• **Stated exercise 1**
From the libtermkey message below, copy the passage from "On Tue, Apr" up to and including "extra <Shift> modifier.".
• **Stated exercise 2**
According to the libtermkey message below, how many of the 11 characters on the shifted numeral row fail to register that Shift is held down?
• **Stated exercise 3**
In the libtermkey message below, list every entry in the demo output for the shifted numeral row that is shown with an S- modifier.

-------- Source text

On Tue, Apr 17, 2012 at 05:32:45PM -0400, Benjamin R. Haskell wrote:
> Also, last time I checked libtermkey out, there were quirks even
> with the XTerm implementation of the "extended" sequences.  E.g.:
> 
> On a U.S. QWERTY keyboard, where the row with numerals is:
> unshifted: `1234567890
> shifted:   ~!@#$%^&*()
> 
> With <Shift> depressed, using the libtermkey demo, I get:
> <S-~> ! <S-@> # $ % <S-^> & * ( )
> 
> That is: Depending on how you look at it: 8 of 11 characters don't
> detect that <Shift> is depressed; or 3 of the characters that can't
> be typed without <Shift> get an extra <Shift> modifier.
> 
> And even for the <Tab> <C-i> <C-I>, case:
> <Tab> <C-i> <C-S-I>
> 
> (Why the capital 'I' in addition to 'S-'?  Or is it just a
> libtermkey demo convention?)

----------------
-------- Supplied records

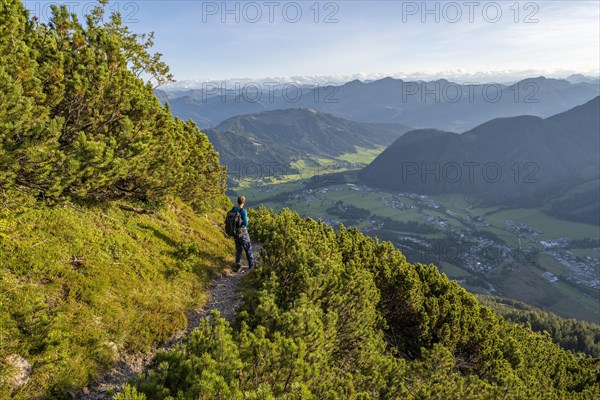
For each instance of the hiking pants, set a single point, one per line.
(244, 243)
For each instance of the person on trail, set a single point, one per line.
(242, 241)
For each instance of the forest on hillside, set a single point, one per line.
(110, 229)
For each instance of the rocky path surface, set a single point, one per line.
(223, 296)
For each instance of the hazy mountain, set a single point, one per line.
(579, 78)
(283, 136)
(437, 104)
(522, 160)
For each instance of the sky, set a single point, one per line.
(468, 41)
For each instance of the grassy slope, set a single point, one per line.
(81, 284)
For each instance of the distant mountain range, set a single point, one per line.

----------------

• **Exercise answer 1**
On Tue, Apr 17, 2012 at 05:32:45PM -0400, Benjamin R. Haskell wrote:
> Also, last time I checked libtermkey out, there were quirks even
> with the XTerm implementation of the "extended" sequences.  E.g.:
> 
> On a U.S. QWERTY keyboard, where the row with numerals is:
> unshifted: `1234567890
> shifted:   ~!@#$%^&*()
> 
> With <Shift> depressed, using the libtermkey demo, I get:
> <S-~> ! <S-@> # $ % <S-^> & * ( )
> 
> That is: Depending on how you look at it: 8 of 11 characters don't
> detect that <Shift> is depressed; or 3 of the characters that can't
> be typed without <Shift> get an extra <Shift> modifier.

• **Exercise answer 2**
8 of the 11 characters.

• **Exercise answer 3**
<S-~>, <S-@>, <S-^>